Currently, the Renminbi is not a freely convertible currency. Shortages in the
availability of foreign currency may restrict our ability to remit sufficient
foreign currency to satisfy foreign currency denominated obligations. Under
existing PRC foreign exchange regulations, payments of current account items,
including profit distributions, interest payments and expenditures from the
transaction, can be made in foreign currencies without prior approval from the
PRC State Administration of Foreign Exchange by complying with certain
procedural requirements. However, approval from appropriate governmental
authorities is required where Renminbi is to be converted into foreign currency
and remitted out of China to pay capital expenses such as the repayment of loans
and corporate debt obligations denominated in foreign currencies.
The PRC
government may also at its discretion restrict access in the future to foreign
currencies for current account transactions. If the foreign exchange control
system prevents us from obtaining sufficient foreign currency to satisfy our
currency demands, we may not be able to pay certain of our expenses as they come
due.

####################

SET OF TASKS
1 - Answer these questions using the passage on Renminbi conversion:
(a) Is the Renminbi currently a freely convertible currency?
(b) Under the existing rules, which agency's prior approval is not needed for current account payments in foreign currencies?
(c) What examples of capital expenses does the passage give?
2 - Decide whether each statement agrees with the passage on Renminbi conversion. Answer yes or no, and quote the words that settle it.
(a) Profit distributions count as current account items.
(b) Converting Renminbi and sending it out of China to pay capital expenses needs no governmental approval.
(c) The PRC government may restrict access to foreign currencies for current account transactions in the future.
3 - Extract a section of the passage on Renminbi conversion word for word. Begin at the words "Currently, the Renminbi" and stop after "in foreign currencies.".

Entries from a pointing dataset

####################

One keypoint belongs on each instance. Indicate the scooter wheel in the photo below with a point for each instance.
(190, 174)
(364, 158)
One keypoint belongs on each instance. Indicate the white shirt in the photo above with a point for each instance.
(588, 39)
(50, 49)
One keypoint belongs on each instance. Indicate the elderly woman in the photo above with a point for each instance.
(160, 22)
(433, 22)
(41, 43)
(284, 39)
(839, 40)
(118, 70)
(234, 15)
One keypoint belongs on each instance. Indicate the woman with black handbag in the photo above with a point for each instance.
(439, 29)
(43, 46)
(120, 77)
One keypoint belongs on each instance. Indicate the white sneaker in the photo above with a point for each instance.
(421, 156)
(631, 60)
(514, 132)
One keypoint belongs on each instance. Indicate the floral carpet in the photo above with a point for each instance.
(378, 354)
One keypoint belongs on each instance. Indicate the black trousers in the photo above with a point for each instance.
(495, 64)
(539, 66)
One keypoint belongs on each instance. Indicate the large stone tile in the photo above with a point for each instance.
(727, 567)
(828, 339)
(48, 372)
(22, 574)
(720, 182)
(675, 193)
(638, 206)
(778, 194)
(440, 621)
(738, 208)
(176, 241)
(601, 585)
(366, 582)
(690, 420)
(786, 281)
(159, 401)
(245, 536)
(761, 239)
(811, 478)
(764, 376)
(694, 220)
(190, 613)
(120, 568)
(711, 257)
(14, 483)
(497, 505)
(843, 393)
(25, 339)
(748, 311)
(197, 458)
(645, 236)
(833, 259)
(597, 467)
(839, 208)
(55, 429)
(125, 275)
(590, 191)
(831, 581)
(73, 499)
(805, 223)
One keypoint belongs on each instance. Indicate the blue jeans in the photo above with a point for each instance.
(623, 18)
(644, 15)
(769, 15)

####################

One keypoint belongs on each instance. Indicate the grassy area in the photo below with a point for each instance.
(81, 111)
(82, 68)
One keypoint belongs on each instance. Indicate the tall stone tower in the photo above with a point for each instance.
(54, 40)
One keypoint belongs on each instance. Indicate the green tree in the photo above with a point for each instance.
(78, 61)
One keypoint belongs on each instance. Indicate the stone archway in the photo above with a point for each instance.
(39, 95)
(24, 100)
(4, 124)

####################

RESPONSES
1 -
(a) No, it is not a freely convertible currency.
(b) The PRC State Administration of Foreign Exchange.
(c) The repayment of loans and corporate debt obligations denominated in foreign currencies.

2 -
(a) Yes: "payments of current account items, including profit distributions"
(b) No: "approval from appropriate governmental authorities is required where Renminbi is to be converted into foreign currency and remitted out of China to pay capital expenses"
(c) Yes: "The PRC government may also at its discretion restrict access in the future to foreign currencies for current account transactions"

3 -
Currently, the Renminbi is not a freely convertible currency. Shortages in the
availability of foreign currency may restrict our ability to remit sufficient
foreign currency to satisfy foreign currency denominated obligations. Under
existing PRC foreign exchange regulations, payments of current account items,
including profit distributions, interest payments and expenditures from the
transaction, can be made in foreign currencies without prior approval from the
PRC State Administration of Foreign Exchange by complying with certain
procedural requirements. However, approval from appropriate governmental
authorities is required where Renminbi is to be converted into foreign currency
and remitted out of China to pay capital expenses such as the repayment of loans
and corporate debt obligations denominated in foreign currencies.